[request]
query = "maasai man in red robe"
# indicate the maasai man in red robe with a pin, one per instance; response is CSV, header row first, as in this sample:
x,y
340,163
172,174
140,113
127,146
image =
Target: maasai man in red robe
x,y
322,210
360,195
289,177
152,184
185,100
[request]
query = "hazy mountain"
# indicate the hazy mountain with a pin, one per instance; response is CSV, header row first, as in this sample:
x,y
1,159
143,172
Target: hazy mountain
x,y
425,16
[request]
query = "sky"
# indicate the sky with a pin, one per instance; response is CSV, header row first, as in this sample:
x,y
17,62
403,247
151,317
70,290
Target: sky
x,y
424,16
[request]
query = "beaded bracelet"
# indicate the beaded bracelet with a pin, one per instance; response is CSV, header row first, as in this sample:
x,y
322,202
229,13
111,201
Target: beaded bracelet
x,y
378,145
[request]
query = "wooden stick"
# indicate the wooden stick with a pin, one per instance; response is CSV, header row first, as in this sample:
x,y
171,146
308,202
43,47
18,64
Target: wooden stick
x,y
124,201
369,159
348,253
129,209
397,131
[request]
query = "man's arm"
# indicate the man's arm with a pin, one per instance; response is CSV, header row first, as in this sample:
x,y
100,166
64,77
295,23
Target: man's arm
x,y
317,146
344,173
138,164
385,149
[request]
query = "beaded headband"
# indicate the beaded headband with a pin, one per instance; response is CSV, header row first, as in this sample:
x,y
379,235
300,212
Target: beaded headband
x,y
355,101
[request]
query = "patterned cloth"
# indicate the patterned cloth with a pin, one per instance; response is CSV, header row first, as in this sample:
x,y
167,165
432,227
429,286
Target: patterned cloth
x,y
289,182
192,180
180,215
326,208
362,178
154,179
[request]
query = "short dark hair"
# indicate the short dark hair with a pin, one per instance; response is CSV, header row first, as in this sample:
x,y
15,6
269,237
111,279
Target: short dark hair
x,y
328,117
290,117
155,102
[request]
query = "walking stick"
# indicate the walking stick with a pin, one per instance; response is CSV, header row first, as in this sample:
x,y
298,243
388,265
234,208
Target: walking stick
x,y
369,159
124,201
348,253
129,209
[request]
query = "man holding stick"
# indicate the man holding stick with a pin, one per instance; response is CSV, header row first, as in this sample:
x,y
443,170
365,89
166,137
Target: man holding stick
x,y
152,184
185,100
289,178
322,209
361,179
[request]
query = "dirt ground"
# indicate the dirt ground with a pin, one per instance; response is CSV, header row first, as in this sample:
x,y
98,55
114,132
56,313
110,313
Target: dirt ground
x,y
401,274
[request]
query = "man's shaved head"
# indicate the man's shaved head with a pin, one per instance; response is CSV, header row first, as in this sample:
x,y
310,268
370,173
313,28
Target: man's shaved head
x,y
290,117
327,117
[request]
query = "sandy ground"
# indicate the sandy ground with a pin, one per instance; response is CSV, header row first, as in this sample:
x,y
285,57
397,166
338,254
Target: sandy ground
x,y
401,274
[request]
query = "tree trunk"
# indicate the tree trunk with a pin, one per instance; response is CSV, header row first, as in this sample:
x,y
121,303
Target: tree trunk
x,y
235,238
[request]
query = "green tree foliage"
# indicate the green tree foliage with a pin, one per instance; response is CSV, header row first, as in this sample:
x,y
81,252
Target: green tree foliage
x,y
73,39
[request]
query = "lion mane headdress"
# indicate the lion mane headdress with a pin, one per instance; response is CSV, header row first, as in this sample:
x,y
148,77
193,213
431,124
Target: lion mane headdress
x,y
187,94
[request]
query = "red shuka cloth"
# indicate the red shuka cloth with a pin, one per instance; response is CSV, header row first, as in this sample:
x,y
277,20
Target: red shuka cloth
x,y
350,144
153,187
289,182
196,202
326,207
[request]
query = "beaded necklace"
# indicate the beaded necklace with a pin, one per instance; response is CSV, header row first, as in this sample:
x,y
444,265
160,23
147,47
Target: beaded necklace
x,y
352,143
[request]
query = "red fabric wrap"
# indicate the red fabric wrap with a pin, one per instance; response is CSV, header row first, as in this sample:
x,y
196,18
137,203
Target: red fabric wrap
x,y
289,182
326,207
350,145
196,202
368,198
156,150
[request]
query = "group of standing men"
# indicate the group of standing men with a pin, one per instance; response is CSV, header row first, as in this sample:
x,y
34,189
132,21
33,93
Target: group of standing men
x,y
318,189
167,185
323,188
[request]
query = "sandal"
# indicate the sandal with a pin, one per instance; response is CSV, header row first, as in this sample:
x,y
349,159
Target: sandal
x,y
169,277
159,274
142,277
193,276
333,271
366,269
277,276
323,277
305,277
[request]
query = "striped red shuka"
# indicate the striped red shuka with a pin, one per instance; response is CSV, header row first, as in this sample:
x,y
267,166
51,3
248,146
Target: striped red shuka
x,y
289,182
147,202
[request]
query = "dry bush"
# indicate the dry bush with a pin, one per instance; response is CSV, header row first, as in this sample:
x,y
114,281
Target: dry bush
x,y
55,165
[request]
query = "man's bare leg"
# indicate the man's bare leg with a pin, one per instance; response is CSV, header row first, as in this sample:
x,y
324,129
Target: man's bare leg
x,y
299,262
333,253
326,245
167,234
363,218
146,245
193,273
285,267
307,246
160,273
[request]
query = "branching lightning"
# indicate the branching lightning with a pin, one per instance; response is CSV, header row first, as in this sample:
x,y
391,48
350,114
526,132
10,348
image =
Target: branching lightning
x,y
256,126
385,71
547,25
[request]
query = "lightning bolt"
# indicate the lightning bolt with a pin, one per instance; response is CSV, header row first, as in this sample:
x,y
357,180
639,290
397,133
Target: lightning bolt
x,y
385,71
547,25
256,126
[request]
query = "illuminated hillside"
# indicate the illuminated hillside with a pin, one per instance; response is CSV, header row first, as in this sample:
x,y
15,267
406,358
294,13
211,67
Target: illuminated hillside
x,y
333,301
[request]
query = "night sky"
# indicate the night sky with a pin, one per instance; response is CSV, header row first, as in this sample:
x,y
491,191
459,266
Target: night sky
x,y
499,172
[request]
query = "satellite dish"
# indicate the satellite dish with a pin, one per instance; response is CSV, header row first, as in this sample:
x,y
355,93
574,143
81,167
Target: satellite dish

= = = = =

● PROBLEM REQUIREMENTS
List every line of the material above that contains the string "necklace".

● COMPLETE RESPONSE
query = "beaded necklace"
# indicate the beaded necklace with a pin, one per instance; response is CSV, header row first, as in this sample:
Target: beaded necklace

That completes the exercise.